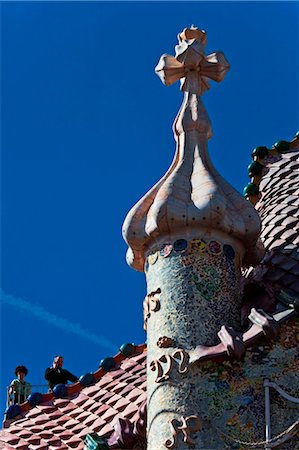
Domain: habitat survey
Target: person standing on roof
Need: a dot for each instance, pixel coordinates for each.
(57, 375)
(19, 389)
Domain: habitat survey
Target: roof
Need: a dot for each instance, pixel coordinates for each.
(277, 201)
(63, 423)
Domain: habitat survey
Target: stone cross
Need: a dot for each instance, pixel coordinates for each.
(191, 65)
(189, 234)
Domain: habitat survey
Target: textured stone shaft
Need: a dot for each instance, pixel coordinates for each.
(190, 234)
(199, 292)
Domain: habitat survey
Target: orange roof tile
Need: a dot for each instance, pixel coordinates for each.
(63, 423)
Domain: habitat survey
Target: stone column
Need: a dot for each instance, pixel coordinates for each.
(189, 234)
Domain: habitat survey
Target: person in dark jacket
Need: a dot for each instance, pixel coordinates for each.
(57, 375)
(19, 389)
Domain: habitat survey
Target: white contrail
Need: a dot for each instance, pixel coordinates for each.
(58, 322)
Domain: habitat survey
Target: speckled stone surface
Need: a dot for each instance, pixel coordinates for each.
(229, 398)
(200, 291)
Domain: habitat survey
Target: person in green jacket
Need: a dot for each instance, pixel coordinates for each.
(19, 389)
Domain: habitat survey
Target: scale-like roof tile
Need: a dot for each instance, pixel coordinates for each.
(63, 423)
(278, 207)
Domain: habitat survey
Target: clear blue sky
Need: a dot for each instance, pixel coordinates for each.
(86, 131)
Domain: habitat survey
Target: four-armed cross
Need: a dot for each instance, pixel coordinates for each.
(191, 65)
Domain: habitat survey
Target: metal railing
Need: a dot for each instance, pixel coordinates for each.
(13, 397)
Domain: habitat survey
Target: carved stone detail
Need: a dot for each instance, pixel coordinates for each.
(269, 325)
(164, 342)
(164, 365)
(187, 426)
(151, 304)
(233, 342)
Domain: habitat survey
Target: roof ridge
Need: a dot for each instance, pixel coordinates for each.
(258, 167)
(127, 351)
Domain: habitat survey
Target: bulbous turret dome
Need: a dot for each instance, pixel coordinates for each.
(192, 195)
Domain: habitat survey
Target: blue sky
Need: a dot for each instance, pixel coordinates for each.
(86, 131)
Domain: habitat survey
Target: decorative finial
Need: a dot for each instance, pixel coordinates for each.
(191, 199)
(190, 64)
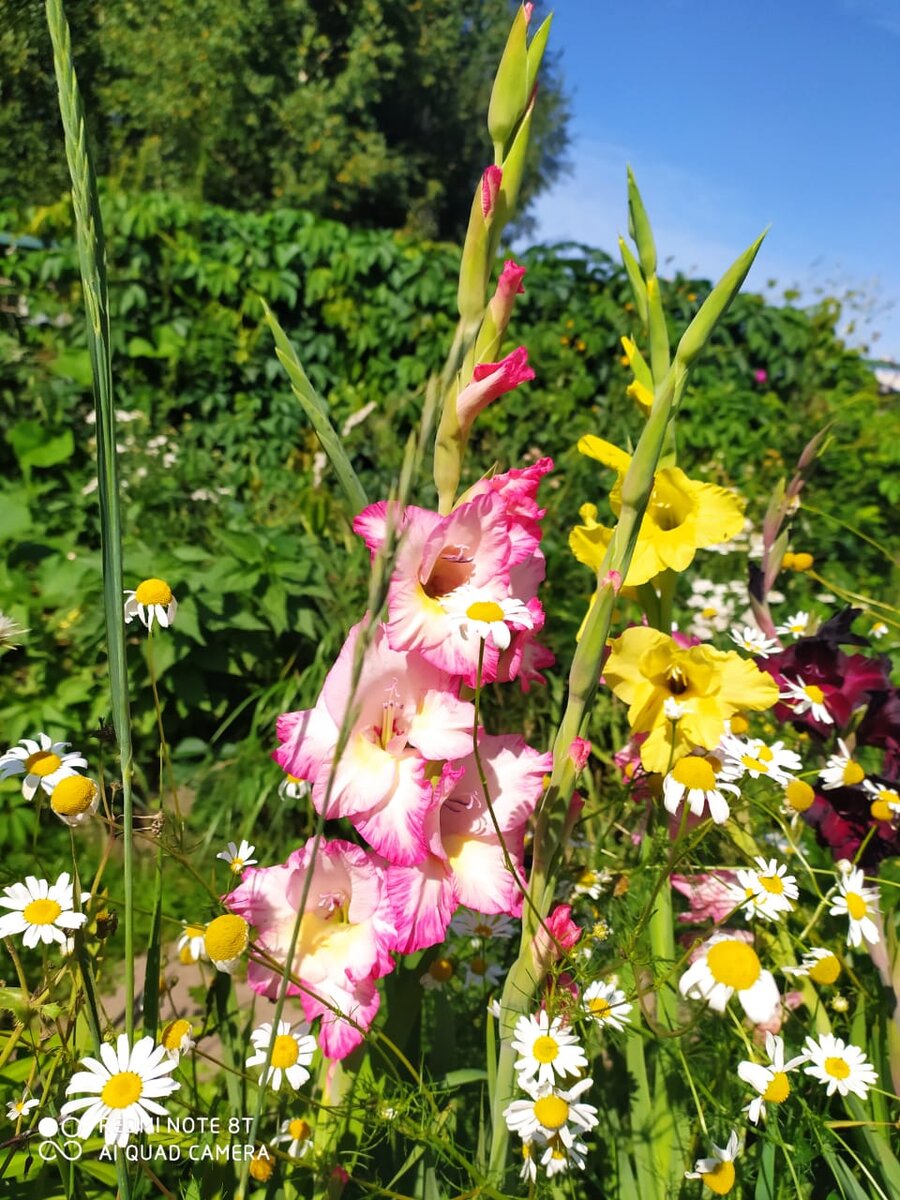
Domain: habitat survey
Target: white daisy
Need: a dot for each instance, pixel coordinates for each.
(481, 613)
(807, 697)
(552, 1113)
(843, 1068)
(718, 1173)
(725, 966)
(606, 1003)
(768, 891)
(293, 1050)
(840, 769)
(124, 1089)
(859, 904)
(753, 641)
(41, 911)
(754, 757)
(297, 1134)
(772, 1081)
(42, 761)
(547, 1050)
(695, 778)
(151, 599)
(238, 857)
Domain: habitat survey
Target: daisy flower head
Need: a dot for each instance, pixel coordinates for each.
(859, 904)
(841, 1068)
(726, 966)
(475, 612)
(547, 1050)
(768, 891)
(606, 1003)
(42, 761)
(769, 1081)
(807, 697)
(695, 779)
(151, 599)
(238, 857)
(293, 1049)
(41, 911)
(718, 1171)
(124, 1089)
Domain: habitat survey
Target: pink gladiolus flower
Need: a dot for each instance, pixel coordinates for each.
(466, 862)
(408, 715)
(490, 381)
(346, 936)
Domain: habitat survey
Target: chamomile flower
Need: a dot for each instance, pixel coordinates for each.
(297, 1134)
(547, 1050)
(841, 1068)
(753, 641)
(42, 761)
(841, 769)
(293, 1050)
(606, 1003)
(238, 857)
(807, 697)
(726, 966)
(124, 1089)
(771, 1081)
(767, 891)
(859, 904)
(695, 779)
(552, 1113)
(718, 1171)
(41, 911)
(151, 599)
(475, 612)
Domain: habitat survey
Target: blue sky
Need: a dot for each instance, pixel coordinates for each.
(736, 114)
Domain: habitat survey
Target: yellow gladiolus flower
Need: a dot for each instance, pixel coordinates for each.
(682, 517)
(647, 667)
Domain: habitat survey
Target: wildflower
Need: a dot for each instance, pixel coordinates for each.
(753, 641)
(843, 1068)
(42, 762)
(124, 1090)
(718, 1173)
(238, 857)
(695, 779)
(226, 940)
(297, 1134)
(293, 1049)
(546, 1050)
(75, 799)
(552, 1113)
(821, 965)
(772, 1081)
(41, 911)
(859, 904)
(606, 1003)
(724, 966)
(153, 598)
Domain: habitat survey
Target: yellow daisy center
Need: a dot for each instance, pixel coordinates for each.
(73, 796)
(227, 937)
(733, 964)
(154, 592)
(286, 1051)
(41, 912)
(551, 1111)
(778, 1090)
(545, 1048)
(42, 763)
(694, 773)
(123, 1090)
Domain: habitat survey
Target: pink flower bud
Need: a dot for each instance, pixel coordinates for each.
(491, 183)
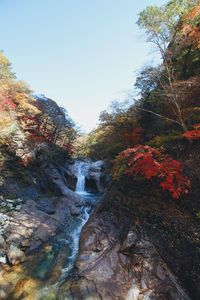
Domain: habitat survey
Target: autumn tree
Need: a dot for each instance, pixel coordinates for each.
(161, 27)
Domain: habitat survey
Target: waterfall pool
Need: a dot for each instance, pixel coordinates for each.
(42, 275)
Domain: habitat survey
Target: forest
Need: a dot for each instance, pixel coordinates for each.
(150, 148)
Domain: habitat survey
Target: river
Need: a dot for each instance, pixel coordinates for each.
(44, 272)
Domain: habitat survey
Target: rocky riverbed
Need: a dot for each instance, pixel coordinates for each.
(111, 267)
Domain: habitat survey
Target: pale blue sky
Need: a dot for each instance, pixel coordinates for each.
(81, 53)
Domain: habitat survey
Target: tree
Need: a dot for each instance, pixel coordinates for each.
(161, 25)
(150, 163)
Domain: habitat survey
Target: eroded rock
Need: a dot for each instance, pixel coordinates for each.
(15, 255)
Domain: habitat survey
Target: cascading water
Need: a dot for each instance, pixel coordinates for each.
(81, 173)
(70, 239)
(52, 267)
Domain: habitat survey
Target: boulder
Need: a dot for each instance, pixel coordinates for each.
(70, 179)
(15, 255)
(3, 260)
(2, 242)
(94, 178)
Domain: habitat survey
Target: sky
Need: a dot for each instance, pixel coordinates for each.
(81, 53)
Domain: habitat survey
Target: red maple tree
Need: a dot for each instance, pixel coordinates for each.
(150, 163)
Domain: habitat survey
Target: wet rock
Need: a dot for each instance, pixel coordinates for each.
(75, 211)
(48, 205)
(2, 242)
(3, 218)
(93, 180)
(18, 207)
(71, 180)
(130, 270)
(3, 260)
(15, 255)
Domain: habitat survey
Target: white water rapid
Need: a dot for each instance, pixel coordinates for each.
(68, 240)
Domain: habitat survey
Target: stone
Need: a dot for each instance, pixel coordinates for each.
(15, 255)
(18, 207)
(3, 218)
(2, 242)
(25, 243)
(75, 211)
(3, 260)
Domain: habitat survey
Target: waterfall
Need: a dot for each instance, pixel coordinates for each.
(81, 173)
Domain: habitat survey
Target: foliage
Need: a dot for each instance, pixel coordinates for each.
(193, 134)
(150, 163)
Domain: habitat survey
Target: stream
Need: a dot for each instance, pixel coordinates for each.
(48, 269)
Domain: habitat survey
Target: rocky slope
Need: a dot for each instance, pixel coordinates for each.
(118, 262)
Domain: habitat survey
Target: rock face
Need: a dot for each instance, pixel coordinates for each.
(114, 267)
(95, 178)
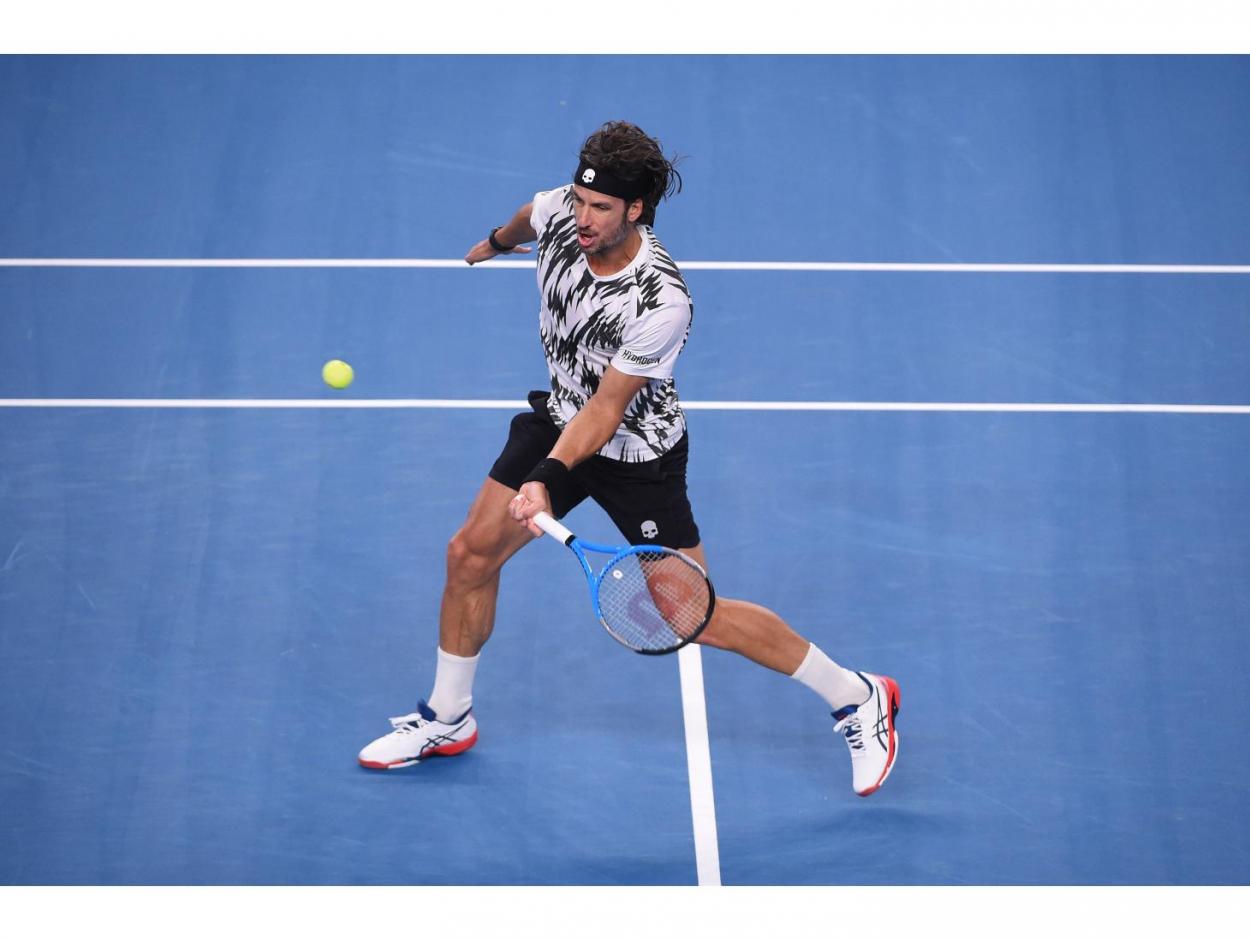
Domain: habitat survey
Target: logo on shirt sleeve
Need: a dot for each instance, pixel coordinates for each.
(636, 359)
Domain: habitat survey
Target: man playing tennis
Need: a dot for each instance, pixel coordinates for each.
(615, 314)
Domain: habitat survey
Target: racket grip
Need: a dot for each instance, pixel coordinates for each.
(548, 524)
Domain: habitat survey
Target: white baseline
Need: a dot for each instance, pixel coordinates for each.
(455, 263)
(509, 404)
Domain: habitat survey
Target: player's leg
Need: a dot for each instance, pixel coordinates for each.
(476, 553)
(648, 503)
(445, 724)
(864, 705)
(475, 556)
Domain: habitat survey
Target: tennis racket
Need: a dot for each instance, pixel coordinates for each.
(651, 599)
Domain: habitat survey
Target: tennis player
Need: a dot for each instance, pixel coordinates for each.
(615, 315)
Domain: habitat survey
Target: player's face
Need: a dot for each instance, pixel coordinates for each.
(603, 221)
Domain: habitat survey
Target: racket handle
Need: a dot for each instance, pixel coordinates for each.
(548, 524)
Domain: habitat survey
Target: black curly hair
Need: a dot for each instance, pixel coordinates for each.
(624, 150)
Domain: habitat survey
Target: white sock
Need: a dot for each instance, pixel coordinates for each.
(836, 685)
(453, 685)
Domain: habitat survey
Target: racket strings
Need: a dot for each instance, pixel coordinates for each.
(654, 600)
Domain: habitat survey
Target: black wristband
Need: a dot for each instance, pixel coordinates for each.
(500, 249)
(555, 476)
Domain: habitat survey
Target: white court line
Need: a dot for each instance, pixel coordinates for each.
(508, 404)
(703, 805)
(455, 263)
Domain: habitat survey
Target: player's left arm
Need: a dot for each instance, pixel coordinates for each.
(595, 424)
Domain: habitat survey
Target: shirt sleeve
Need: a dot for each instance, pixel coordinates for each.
(650, 344)
(545, 205)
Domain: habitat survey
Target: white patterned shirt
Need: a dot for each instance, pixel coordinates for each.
(635, 320)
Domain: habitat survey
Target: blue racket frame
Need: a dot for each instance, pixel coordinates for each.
(579, 548)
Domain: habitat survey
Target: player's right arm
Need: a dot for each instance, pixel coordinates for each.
(515, 233)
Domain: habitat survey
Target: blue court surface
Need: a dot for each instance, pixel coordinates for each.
(206, 609)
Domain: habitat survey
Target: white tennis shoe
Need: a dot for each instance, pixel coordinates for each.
(418, 736)
(870, 734)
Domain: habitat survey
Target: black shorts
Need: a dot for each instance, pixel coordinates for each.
(646, 500)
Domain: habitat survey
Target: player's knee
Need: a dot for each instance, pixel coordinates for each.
(466, 560)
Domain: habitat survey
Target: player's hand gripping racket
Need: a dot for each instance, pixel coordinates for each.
(649, 598)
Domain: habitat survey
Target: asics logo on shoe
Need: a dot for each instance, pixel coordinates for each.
(881, 730)
(436, 741)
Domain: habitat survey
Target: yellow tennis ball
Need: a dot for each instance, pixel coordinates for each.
(338, 374)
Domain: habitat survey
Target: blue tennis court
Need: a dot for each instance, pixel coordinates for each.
(1021, 493)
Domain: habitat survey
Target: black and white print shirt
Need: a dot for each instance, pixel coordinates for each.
(635, 320)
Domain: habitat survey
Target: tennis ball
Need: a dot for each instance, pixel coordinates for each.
(336, 374)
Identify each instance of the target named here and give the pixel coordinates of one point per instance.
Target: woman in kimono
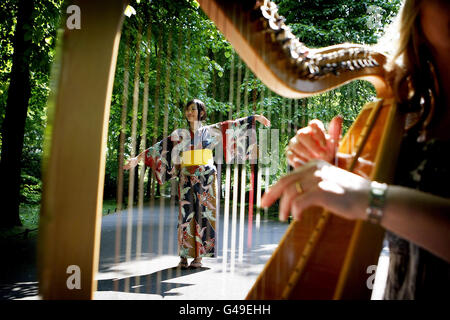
(187, 154)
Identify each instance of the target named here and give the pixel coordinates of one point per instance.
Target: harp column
(74, 155)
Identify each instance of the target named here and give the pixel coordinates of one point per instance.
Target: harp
(76, 137)
(323, 256)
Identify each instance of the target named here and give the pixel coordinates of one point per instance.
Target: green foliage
(201, 64)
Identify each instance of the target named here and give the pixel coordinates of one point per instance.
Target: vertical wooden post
(74, 156)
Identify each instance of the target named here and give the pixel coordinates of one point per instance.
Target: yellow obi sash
(196, 157)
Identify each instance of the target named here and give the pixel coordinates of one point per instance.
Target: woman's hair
(200, 107)
(412, 70)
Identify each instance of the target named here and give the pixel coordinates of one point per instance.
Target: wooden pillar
(74, 155)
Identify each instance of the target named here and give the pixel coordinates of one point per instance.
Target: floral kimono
(233, 141)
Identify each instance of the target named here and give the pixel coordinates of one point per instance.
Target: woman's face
(435, 20)
(191, 112)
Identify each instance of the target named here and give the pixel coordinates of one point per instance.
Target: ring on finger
(299, 188)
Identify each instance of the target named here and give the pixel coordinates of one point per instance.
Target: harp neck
(289, 68)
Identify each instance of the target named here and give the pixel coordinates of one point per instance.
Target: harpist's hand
(313, 142)
(132, 162)
(319, 183)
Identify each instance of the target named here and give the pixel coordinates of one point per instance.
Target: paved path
(152, 274)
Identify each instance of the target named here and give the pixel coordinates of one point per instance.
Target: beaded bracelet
(377, 199)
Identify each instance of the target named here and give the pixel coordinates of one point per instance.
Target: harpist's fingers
(277, 189)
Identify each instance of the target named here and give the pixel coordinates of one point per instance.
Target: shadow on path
(152, 283)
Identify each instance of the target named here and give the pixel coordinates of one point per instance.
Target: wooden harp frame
(74, 155)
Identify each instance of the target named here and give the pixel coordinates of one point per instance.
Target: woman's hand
(263, 120)
(319, 183)
(313, 142)
(132, 162)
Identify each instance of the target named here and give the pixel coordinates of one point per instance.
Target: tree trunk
(15, 116)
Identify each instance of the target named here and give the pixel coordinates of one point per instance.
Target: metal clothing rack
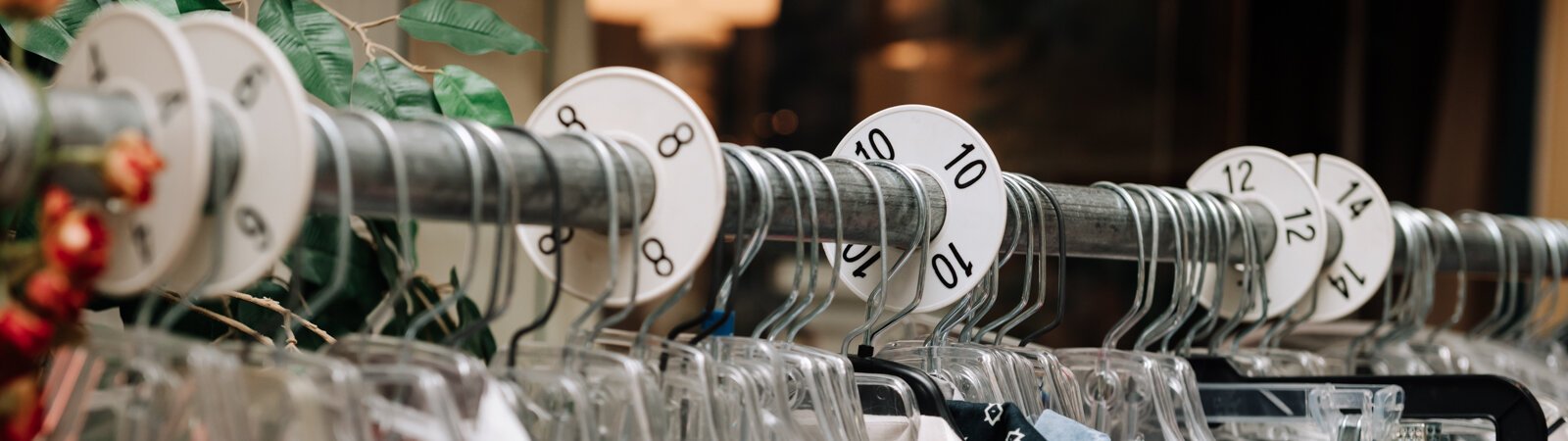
(1097, 220)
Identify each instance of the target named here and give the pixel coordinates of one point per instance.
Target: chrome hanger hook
(470, 151)
(922, 236)
(789, 172)
(1452, 232)
(838, 231)
(1137, 299)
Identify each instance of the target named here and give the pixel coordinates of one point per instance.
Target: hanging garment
(880, 427)
(993, 420)
(1057, 427)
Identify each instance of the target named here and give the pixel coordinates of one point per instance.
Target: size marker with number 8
(941, 145)
(640, 110)
(1269, 177)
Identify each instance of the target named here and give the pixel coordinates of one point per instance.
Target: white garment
(496, 419)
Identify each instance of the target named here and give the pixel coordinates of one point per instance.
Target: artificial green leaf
(465, 25)
(392, 90)
(463, 93)
(52, 36)
(167, 8)
(200, 5)
(389, 240)
(482, 344)
(314, 43)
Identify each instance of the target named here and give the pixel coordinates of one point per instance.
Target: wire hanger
(717, 258)
(556, 231)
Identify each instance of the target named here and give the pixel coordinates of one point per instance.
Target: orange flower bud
(57, 201)
(77, 244)
(129, 165)
(28, 8)
(23, 336)
(51, 292)
(27, 410)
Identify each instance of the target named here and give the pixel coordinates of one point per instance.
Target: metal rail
(1097, 221)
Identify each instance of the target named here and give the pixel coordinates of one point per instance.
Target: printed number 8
(678, 138)
(662, 264)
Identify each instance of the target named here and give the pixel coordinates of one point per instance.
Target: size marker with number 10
(941, 145)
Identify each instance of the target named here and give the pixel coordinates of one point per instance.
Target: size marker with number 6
(135, 52)
(266, 208)
(941, 145)
(1267, 177)
(640, 110)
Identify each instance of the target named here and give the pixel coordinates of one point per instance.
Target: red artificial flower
(27, 413)
(28, 8)
(129, 167)
(24, 336)
(52, 294)
(77, 244)
(57, 203)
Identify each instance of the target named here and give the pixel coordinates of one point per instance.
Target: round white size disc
(255, 82)
(941, 145)
(1366, 234)
(647, 112)
(1269, 177)
(137, 52)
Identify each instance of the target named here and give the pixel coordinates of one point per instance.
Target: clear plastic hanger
(1178, 383)
(1121, 396)
(551, 404)
(626, 401)
(1439, 355)
(308, 396)
(971, 370)
(407, 401)
(823, 393)
(1303, 412)
(753, 365)
(463, 372)
(1223, 224)
(504, 275)
(1057, 381)
(140, 383)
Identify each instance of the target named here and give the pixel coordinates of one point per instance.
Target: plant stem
(372, 46)
(223, 318)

▸ **WRITTEN EXERCISE**: Return every line from the records above that contains the word "player", treating uppercase and lowercase letters as different.

▸ **RESULT OF THIS EXERCISE**:
Target: player's leg
Target: tennis player
Target: player's face
Target: player's left arm
Target: player's right arm
Target: player's knee
Target: player's hand gripping racket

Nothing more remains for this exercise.